**** Working data ****
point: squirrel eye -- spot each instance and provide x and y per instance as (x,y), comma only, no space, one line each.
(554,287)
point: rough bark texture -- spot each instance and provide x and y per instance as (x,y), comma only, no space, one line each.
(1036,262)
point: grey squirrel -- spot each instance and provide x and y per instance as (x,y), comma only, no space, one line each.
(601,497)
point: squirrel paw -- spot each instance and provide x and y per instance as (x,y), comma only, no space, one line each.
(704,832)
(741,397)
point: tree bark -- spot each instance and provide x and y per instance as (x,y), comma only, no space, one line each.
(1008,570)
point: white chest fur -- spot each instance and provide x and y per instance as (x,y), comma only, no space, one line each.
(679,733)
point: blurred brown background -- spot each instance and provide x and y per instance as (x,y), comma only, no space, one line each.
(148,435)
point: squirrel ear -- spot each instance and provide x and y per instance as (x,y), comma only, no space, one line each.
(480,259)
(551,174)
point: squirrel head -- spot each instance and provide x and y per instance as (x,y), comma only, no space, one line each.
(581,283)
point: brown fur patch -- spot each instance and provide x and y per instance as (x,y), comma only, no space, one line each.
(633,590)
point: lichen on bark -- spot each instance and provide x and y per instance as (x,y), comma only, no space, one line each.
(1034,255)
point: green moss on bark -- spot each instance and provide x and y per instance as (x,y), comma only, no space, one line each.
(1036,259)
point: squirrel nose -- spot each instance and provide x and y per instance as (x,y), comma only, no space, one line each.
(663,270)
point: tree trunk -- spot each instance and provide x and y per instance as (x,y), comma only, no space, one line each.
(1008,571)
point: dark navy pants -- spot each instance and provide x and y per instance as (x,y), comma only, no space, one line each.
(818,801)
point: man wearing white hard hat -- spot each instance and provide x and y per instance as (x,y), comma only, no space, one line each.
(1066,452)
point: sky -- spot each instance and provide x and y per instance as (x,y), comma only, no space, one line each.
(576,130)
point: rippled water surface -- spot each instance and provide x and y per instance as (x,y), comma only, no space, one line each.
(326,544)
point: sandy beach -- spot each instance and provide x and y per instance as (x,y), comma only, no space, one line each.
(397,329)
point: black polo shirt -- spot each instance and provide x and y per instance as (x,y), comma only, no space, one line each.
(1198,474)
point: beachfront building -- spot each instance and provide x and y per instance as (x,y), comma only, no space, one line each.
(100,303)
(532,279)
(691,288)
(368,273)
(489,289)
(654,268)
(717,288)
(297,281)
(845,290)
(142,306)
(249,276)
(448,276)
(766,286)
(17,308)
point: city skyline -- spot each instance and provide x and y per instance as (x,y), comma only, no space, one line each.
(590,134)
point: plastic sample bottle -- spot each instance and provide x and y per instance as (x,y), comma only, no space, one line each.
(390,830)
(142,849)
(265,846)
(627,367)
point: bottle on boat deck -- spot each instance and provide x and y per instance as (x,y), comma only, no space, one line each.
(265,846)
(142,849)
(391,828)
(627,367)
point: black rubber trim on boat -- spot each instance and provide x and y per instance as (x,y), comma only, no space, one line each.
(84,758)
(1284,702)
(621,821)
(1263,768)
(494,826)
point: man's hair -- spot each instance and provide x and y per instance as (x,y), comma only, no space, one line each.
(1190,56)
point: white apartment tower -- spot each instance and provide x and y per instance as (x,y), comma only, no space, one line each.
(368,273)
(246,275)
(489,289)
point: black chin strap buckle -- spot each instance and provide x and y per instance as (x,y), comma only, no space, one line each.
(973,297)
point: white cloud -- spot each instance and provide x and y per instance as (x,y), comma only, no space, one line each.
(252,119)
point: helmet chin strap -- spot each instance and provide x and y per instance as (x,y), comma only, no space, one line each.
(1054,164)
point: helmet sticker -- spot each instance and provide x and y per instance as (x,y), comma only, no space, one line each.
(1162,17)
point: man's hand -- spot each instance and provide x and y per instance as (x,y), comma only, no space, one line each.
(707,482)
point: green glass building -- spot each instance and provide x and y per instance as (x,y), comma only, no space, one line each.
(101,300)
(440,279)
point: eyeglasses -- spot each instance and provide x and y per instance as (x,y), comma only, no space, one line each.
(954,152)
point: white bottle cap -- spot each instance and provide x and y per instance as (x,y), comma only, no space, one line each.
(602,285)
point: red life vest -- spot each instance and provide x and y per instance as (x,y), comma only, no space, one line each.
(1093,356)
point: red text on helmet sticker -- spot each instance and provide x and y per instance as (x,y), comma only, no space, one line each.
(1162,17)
****
- [Problem details]: Write out the lines again, beginning at the line that contains "point: red life" and stopping after the last line. Substitute "mark every occurrence" for "spot each instance" and leave everything else unchanged.

- [Task response]:
point: red life vest -- mark every occurrence and provide x and y per instance as (x,y), comma only, no space, one line each.
(1093,356)
point: red text on helmet sticker -- mark every occurrence and provide x and y per instance as (x,y), comma only, no space, one line each.
(1162,17)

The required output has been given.